TAREAS A REALIZAR:
1 - En la homilía de San Juan Crisóstomo, ¿qué necesita el templo en lugar de vestidos y lienzos?
2 - Retoma la homilía de San Juan Crisóstomo y continúala a partir de su última frase.

BLOQUE DE TEXTO:
----------------------------------------

Cuarto Sábado de Cuaresma - Lecturas Espirituales de la Iglesia
Cristo
quiere ser honrado en los pobres
De las
Homilías de San Juan Crisóstomo, obispo, sobre el evangelio de San Mateo
Lectura
bíblica: Mt 25, 37 - 46
Comentario
San Juan
Crisóstomo inculca aquí una de las enseñanzas fundamentales del Nuevo
Testamento: que el verdadero templo no es el de piedras, sino el de carne y
hueso y está formado por la persona de los cristianos (1 Co 3, 16-17;1 Pe 2,
4-5). Más aún, que no existe templo más sagrado sobre la tierra que la propia
persona de los pobres, en quienes habita Cristo (Mt 25, 40.45). La diaria
profanación de tales templos de carne y hueso pasa sin embargo desapercibida,
mientras alzamos el grito al cielo si se irrespeta alguna imagen en una iglesia
de pueblo. Respetar los símbolos de nuestra fe es necesario, pero más aún lo es
respetar a quienes, creados a imagen y semejanza de Dios, sufren una violación
permanente de sus derechos humanos más fundamentales. Hacer justicia al pobre
es honrar a Dios (Prov 14, 31).
¿Deseas
honrar el cuerpo de Cristo? No lo desprecies, pues, cuando lo contemples
desnudo en los pobres, ni lo honres aquí, en el templo, con lienzos de seda, si
al salir lo abandonas en su frío y desnudez. Porque el mismo que dijo: Esto
es mi cuerpo, y con su palabra llevó a realidad lo que decía, afirmó
también: Tuve hambre y no me dieron de comer, y más adelante: Siempre
que dejaron de hacerlo a uno de estos pequeñuelos, a mí en persona lo dejaron
de hacer. El templo no necesita vestidos y lienzos, sino pureza de alma;
los pobres, en cambio, necesitan que con sumo cuidado nos preocupemos de ellos.
Reflexionemos,
pues, y honremos a Cristo con aquel mismo honor con que él desea ser honrado;
pues, cuando se quiere honrar a alguien, debemos pensar en el honor que a él le
agrada, no en el que a nosotros nos place. También Pedro pretendió
honrar al Señor cuando no quería dejarse lavar los pies, pero lo que él quería impedir
no era el honor que el Señor deseaba, sino todo lo contrario. Así tú debes
tributar al Señor el honor que él mismo te indicó, distribuyendo tus riquezas a
los pobres. Pues Dios no tiene ciertamente necesidad de vasos de oro, pero sí,
en cambio, desea almas semejantes al oro.
No digo
esto con objeto de prohibir la entrega de dones preciosos para los templos,
pero sí que quiero afirmar que, junto con estos dones y aun por encima de ellos, debe pensarse en la caridad
para con los pobres. Porque si Dios acepta los dones para su templo, le
agradan, con todo, mucho más las ofrendas que se dan a los pobres. En efecto,
de la ofrenda hecha al templo saca provecho quien la hizo; en cambio, de la
limosna saca provecho tanto quien la hace como quien la recibe. El don dado
para el templo puede ser motivo de vanagloria, la limosna, en cambio, sólo es
signo de amor y de caridad.

----------------------------------------

EXTRACTO DE DATOS:

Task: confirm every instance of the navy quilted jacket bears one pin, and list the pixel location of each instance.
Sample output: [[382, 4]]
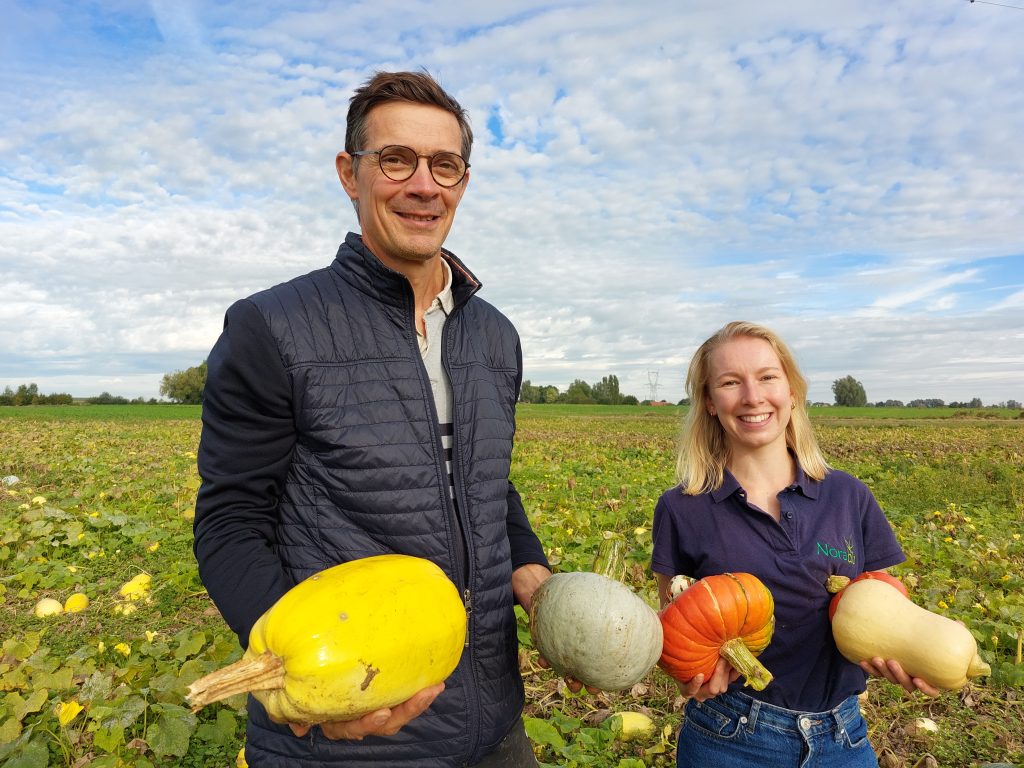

----------------------------------------

RESPUESTAS DEL EJERCICIO:
1 - Pureza de alma.

2 -
¿De qué
serviría adornar la mesa de Cristo con vasos de oro, si el mismo Cristo muere
de hambre? Da primero de comer al hambriento y luego, con lo que te sobre,
adornarás la mesa de Cristo. ¿Quieres hacer ofrenda de vasos de oro y no eres
capaz de dar un vaso de agua? Y, ¿de qué serviría recubrir el altar con
lienzos bordados de oro, cuando niegas al mismo Señor el vestido necesario para
cubrir su desnudez?
¿Qué
ganas con ello? Dime si no: Si ves a un hambriento falto del alimento
indispensable y, sin preocuparte de su hambre, lo llevas a contemplar una mesa
adornada con vajilla de oro, ¿te dará las gracias de ello? ¿No se indignará más
bien contigo? O si, viéndolo vestido de andrajos y muerto de frío, sin
acordarte de su desnudez, levantas en su honor monumentos de oro, afirmando que
con esto pretendes honrarlo, ¿no pensará él que quieres reírte de su extrema
necesidad con la más hiriente de tus burlas?
Piensa,
pues, que es esto lo que haces con Cristo, cuando lo contemplas errante,
peregrino y sin techo y, sin recibirlo, te dedicas a adornar el piso, las paredes y las columnas del templo. Con
cadenas de plata sujetas lámparas, y te niegas a visitarlo cuando él está
encadenado en la cárcel. Con esto que estoy diciendo, no pretendo prohibir el
uso de tales adornos, pero sí que quiero afirmar que es del todo necesario
hacer lo uno sin descuidar lo otro; es más: les exhorto a que sientan mayor preocupación
por el hermano necesitado que por el adorno del templo. Nadie, en efecto,
resultará condenado por dejar de hacer esto segundo, en cambio, los castigos
del infierno, el fuego inextinguible y la compañía de los demonios están
destinados para quienes descuiden lo primero. Por tanto, al adornar el
templo, procuren no despreciar al hermano necesitado, porque este templo es
mucho más precioso que aquel otro.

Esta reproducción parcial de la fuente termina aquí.